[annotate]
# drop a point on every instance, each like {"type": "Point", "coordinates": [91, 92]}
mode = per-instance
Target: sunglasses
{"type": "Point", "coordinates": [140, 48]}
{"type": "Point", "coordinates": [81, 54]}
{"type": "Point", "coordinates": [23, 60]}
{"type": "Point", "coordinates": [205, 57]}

========================================

Rewrite the listing above, substituting "eyeglasses" for "sunglasses" and leaving every other character unchanged.

RESULT OF THIS TASK ▸
[annotate]
# drop a point on every instance, each like {"type": "Point", "coordinates": [91, 92]}
mode = per-instance
Target: eyeglasses
{"type": "Point", "coordinates": [140, 48]}
{"type": "Point", "coordinates": [81, 54]}
{"type": "Point", "coordinates": [23, 60]}
{"type": "Point", "coordinates": [205, 57]}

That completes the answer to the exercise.